Work to be completed: In the text on COVID-19 licensing restrictions for clinicians, who has the authority to waive the originating site requirement?

Government loosens licensing restrictions for clinicians during COVID-19 outbreak
Congress has been working on various emergency healthcare measures, including the Coronavirus Preparedness and Response Supplemental Appropriations Act (H.R. 6074), which would temporarily loosen restrictions for practicing across state lines and increase access to telemedicine. The Department of Health and Human Services (HHS) secretary has the authority to waive the originating site requirement in any emergency area identified by the Centers for Medicare and Medicaid Services (CMS) during an emergency timeframe. This means clinicians will be able to bill Medicare and Medicaid for telehealth services delivered to patients during the current pandemic. Please note this situation is evolving each day, so to see real-time updates, visit: hhs.gov and cms.gov.
For specific telehealth legislative updates, please visit The Center for Connected Health Policy (CCHPCA). This page offers informational resources regarding policy changes for telehealth services with Medicare, Medicaid and private insurers during the pandemic and you can see state actions here.

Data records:
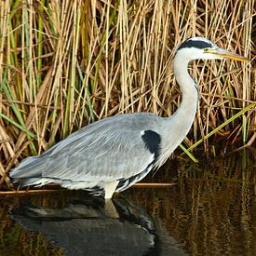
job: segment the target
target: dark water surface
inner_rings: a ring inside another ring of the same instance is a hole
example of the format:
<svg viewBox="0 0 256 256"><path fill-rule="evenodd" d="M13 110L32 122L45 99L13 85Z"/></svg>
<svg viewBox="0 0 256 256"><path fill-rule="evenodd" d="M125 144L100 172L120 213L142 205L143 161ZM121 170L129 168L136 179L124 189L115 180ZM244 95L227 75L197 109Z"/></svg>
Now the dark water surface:
<svg viewBox="0 0 256 256"><path fill-rule="evenodd" d="M84 192L0 197L0 255L256 255L255 153L169 161L104 203Z"/></svg>

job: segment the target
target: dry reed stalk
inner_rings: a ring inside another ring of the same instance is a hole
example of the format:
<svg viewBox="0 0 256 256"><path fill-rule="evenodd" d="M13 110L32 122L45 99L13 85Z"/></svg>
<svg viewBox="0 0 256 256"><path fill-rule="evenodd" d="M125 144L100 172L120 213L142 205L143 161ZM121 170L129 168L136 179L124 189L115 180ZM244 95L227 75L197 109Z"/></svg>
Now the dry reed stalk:
<svg viewBox="0 0 256 256"><path fill-rule="evenodd" d="M177 46L206 36L253 59L255 12L253 0L1 1L0 158L6 172L99 118L173 114L182 100L171 69ZM251 64L196 61L190 72L202 99L186 147L200 141L209 151L214 141L204 138L212 131L218 140L252 144Z"/></svg>

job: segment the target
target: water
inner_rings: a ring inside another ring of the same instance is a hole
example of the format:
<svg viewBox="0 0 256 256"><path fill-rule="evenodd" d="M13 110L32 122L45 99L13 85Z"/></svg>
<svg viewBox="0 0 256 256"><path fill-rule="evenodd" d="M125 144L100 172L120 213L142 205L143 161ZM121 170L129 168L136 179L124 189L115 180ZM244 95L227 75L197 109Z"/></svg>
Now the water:
<svg viewBox="0 0 256 256"><path fill-rule="evenodd" d="M169 161L113 202L84 192L0 197L0 255L256 255L256 155Z"/></svg>

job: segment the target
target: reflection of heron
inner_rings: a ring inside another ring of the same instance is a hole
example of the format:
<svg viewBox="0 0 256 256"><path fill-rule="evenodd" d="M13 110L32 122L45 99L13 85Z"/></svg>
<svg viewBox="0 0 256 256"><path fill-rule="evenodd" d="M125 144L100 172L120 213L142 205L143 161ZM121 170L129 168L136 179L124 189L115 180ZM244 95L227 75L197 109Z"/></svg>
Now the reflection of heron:
<svg viewBox="0 0 256 256"><path fill-rule="evenodd" d="M23 205L12 216L66 255L185 255L159 221L124 198L76 200L62 209Z"/></svg>
<svg viewBox="0 0 256 256"><path fill-rule="evenodd" d="M22 185L60 183L70 189L105 193L123 191L168 159L192 126L198 88L187 72L192 60L249 61L195 37L183 42L174 57L174 74L182 89L182 102L168 118L150 113L125 114L90 124L40 156L28 157L10 176Z"/></svg>

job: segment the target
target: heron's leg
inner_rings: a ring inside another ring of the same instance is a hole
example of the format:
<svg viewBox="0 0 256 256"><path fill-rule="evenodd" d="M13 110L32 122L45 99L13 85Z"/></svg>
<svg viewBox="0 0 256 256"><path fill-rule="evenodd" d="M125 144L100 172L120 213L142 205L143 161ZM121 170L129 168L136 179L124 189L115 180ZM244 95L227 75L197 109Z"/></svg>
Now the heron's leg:
<svg viewBox="0 0 256 256"><path fill-rule="evenodd" d="M118 183L119 183L118 181L106 182L105 188L104 188L105 189L105 199L112 198L112 195L113 195L114 192L115 191Z"/></svg>
<svg viewBox="0 0 256 256"><path fill-rule="evenodd" d="M116 210L115 205L113 204L112 199L106 199L105 200L105 206L104 206L104 212L106 216L112 218L112 219L119 219L119 213Z"/></svg>

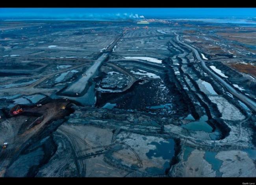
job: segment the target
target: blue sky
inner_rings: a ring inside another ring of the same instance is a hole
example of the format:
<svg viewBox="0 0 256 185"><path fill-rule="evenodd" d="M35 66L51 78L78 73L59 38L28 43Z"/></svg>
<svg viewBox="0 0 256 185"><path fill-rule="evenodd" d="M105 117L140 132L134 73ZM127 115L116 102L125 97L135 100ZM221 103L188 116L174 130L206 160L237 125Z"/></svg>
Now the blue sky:
<svg viewBox="0 0 256 185"><path fill-rule="evenodd" d="M249 8L1 8L0 18L137 19L256 18Z"/></svg>

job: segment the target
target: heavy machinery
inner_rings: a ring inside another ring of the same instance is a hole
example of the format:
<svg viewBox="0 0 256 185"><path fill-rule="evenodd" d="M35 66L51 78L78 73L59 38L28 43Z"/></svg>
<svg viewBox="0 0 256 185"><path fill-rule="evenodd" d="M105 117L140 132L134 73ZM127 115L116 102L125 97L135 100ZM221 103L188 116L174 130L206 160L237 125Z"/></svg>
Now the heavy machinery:
<svg viewBox="0 0 256 185"><path fill-rule="evenodd" d="M13 115L19 114L21 113L23 111L22 109L22 108L20 109L18 108L16 111L14 111L13 112Z"/></svg>
<svg viewBox="0 0 256 185"><path fill-rule="evenodd" d="M4 144L3 144L3 149L6 148L7 145L8 145L8 143L4 143Z"/></svg>

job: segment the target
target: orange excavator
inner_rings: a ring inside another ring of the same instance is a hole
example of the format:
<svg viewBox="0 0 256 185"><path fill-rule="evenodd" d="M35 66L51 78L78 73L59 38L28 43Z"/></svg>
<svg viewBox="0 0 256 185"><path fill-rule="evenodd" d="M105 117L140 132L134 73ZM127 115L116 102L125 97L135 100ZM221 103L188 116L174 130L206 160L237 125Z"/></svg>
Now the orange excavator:
<svg viewBox="0 0 256 185"><path fill-rule="evenodd" d="M16 111L14 111L13 112L13 115L19 114L22 112L23 111L22 109L22 108L20 109L18 109Z"/></svg>

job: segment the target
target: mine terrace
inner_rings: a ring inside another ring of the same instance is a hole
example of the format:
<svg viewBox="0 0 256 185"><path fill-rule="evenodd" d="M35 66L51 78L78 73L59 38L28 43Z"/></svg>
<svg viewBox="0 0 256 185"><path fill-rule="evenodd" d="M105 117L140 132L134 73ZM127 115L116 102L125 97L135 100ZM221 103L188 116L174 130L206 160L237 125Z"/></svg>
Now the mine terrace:
<svg viewBox="0 0 256 185"><path fill-rule="evenodd" d="M144 21L1 22L0 176L255 176L256 27Z"/></svg>

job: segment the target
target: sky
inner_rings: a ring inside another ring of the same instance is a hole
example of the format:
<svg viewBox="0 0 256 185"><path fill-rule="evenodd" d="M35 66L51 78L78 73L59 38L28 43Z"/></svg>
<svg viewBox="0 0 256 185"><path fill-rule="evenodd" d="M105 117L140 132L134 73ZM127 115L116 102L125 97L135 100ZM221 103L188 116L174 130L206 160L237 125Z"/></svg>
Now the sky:
<svg viewBox="0 0 256 185"><path fill-rule="evenodd" d="M1 19L256 18L255 8L0 8Z"/></svg>

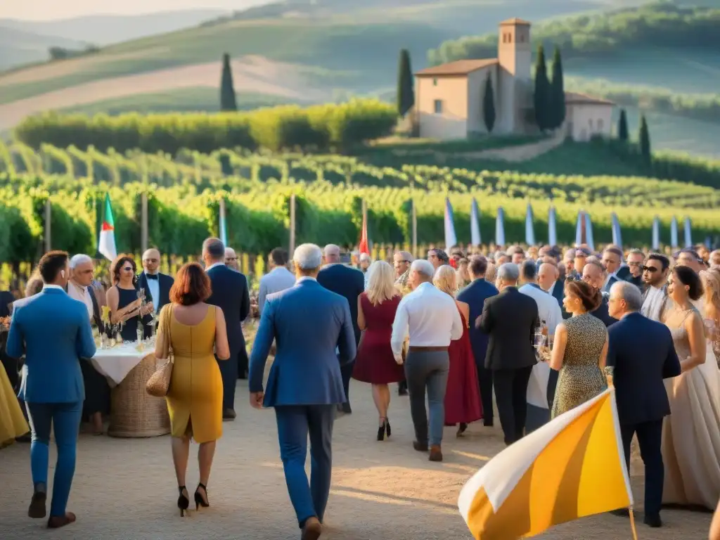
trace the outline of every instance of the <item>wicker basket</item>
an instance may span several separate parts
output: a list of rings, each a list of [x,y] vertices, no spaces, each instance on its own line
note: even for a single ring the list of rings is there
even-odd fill
[[[155,373],[154,354],[145,356],[112,389],[111,437],[157,437],[170,433],[170,417],[164,397],[153,397],[145,384]]]

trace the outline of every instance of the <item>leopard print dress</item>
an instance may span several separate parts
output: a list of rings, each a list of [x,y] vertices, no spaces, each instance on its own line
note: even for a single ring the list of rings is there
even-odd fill
[[[562,415],[603,392],[608,382],[598,366],[608,330],[589,313],[563,321],[567,344],[557,380],[552,418]]]

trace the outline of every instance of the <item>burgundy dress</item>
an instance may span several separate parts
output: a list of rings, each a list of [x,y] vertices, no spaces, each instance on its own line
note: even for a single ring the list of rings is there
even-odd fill
[[[390,348],[390,336],[395,311],[401,297],[373,305],[367,294],[360,295],[360,305],[365,316],[365,331],[360,338],[353,378],[372,384],[388,384],[405,379],[402,366],[395,361]]]
[[[445,392],[445,425],[469,423],[482,418],[477,368],[470,346],[470,333],[465,317],[462,319],[462,337],[450,342],[450,371]]]

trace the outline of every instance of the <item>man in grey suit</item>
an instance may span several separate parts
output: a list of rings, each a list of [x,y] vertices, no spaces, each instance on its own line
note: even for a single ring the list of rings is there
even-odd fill
[[[268,264],[270,271],[260,278],[260,294],[258,296],[258,310],[263,314],[265,298],[268,294],[289,289],[295,284],[295,276],[287,268],[287,251],[282,248],[275,248],[270,252]]]

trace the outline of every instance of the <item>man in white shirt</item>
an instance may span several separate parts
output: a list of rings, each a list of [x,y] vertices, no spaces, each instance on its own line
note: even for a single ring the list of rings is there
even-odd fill
[[[463,328],[455,301],[433,285],[434,274],[435,269],[428,261],[415,261],[410,266],[408,284],[413,292],[397,306],[390,346],[396,361],[402,364],[402,343],[409,334],[405,369],[415,426],[413,446],[418,451],[427,451],[429,441],[430,461],[441,462],[445,391],[450,366],[448,347],[451,341],[462,337]],[[429,424],[425,408],[426,388]]]
[[[261,315],[263,314],[265,298],[268,294],[284,291],[295,284],[295,276],[287,268],[287,251],[282,248],[275,248],[270,252],[270,256],[268,257],[270,271],[260,278],[258,310]]]

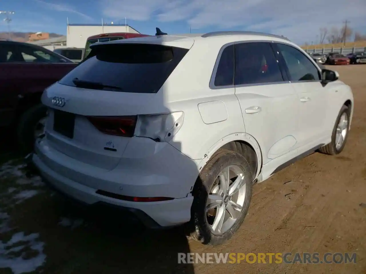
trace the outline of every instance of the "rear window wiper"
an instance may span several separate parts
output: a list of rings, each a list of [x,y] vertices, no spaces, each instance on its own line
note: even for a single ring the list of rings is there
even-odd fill
[[[97,82],[80,80],[78,78],[74,78],[72,80],[72,82],[77,87],[79,88],[85,88],[92,90],[103,90],[104,88],[110,88],[112,90],[118,90],[120,91],[123,90],[122,88],[116,85],[105,85]]]

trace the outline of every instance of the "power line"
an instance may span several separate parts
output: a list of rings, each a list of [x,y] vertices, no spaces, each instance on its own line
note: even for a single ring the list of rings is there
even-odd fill
[[[344,31],[343,32],[343,47],[346,46],[346,39],[347,38],[347,23],[351,23],[349,21],[346,20],[343,22],[344,23]]]
[[[5,14],[6,16],[4,20],[6,22],[8,25],[8,35],[9,36],[9,39],[11,39],[11,36],[10,35],[10,22],[12,19],[10,18],[10,15],[13,15],[15,12],[15,11],[0,11],[0,14]]]

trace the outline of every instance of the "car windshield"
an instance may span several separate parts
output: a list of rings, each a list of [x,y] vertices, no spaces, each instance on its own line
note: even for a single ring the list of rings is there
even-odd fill
[[[124,39],[124,37],[123,36],[113,36],[109,37],[102,37],[100,38],[91,39],[90,40],[88,40],[86,42],[86,45],[85,45],[85,51],[84,58],[86,58],[88,55],[89,55],[89,54],[90,53],[90,51],[92,50],[92,49],[90,48],[90,45],[94,43],[96,43],[97,42],[107,42],[108,41],[114,41],[116,40],[121,40],[121,39]]]
[[[150,44],[96,45],[87,57],[59,83],[81,88],[154,93],[188,50]]]

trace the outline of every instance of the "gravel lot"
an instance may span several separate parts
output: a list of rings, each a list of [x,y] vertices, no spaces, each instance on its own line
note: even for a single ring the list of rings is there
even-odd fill
[[[220,247],[201,245],[184,228],[149,231],[113,212],[75,207],[38,177],[27,178],[9,149],[11,140],[2,142],[0,272],[366,273],[366,65],[330,67],[355,97],[343,152],[314,153],[255,186],[243,225]],[[356,252],[357,263],[178,263],[178,252]]]

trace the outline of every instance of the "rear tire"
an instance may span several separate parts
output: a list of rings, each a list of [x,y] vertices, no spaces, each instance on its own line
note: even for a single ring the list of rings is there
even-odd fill
[[[227,184],[222,182],[226,178],[224,174],[232,177]],[[252,178],[249,164],[240,153],[223,149],[215,153],[201,171],[194,190],[192,214],[195,231],[193,236],[195,240],[217,246],[231,237],[248,212]],[[212,207],[214,204],[217,205]],[[220,216],[224,217],[221,219]],[[223,220],[221,226],[216,225],[219,220]]]
[[[31,152],[36,141],[36,127],[46,117],[47,108],[37,104],[27,110],[20,117],[16,131],[17,138],[20,151],[27,153]]]
[[[330,143],[320,148],[319,152],[324,154],[328,155],[336,155],[339,154],[343,150],[347,141],[347,138],[348,137],[348,133],[349,129],[350,122],[350,110],[348,107],[345,105],[342,107],[340,111],[338,114],[338,116],[337,117],[337,120],[336,121],[336,124],[334,125],[334,128],[333,129],[333,131],[332,134],[332,141]],[[347,119],[347,125],[345,128],[343,128],[345,126],[344,123],[343,126],[342,125],[340,125],[342,123],[343,120],[346,118]],[[344,121],[343,121],[344,122]],[[343,130],[344,134],[342,134],[340,133],[340,131]],[[339,145],[338,143],[339,139],[339,134],[341,134],[340,136],[343,139],[341,144]],[[338,145],[337,145],[337,144]]]

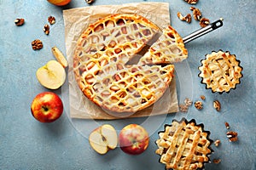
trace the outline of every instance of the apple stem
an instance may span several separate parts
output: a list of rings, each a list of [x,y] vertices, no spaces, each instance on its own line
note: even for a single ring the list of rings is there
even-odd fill
[[[42,108],[44,110],[44,111],[48,111],[48,110],[49,110],[48,107],[46,107],[44,105],[43,105]]]
[[[105,138],[103,135],[102,135],[102,140],[103,140],[104,142],[107,141],[106,138]]]

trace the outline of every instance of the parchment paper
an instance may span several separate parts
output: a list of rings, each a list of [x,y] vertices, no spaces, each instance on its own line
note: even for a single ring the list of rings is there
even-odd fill
[[[169,89],[154,105],[131,114],[114,114],[103,110],[89,100],[79,89],[73,74],[73,54],[77,40],[87,26],[111,14],[137,14],[163,29],[170,25],[169,3],[139,3],[123,5],[90,6],[63,10],[65,41],[68,61],[70,117],[81,119],[120,119],[177,112],[178,110],[175,78]]]

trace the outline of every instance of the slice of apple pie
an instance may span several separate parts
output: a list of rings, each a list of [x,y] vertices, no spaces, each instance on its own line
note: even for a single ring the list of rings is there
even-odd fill
[[[163,30],[160,38],[153,43],[149,50],[143,56],[140,65],[171,64],[180,62],[188,57],[182,37],[171,26]]]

Task answer: The Department of Health and Human Services (HHS) secretary.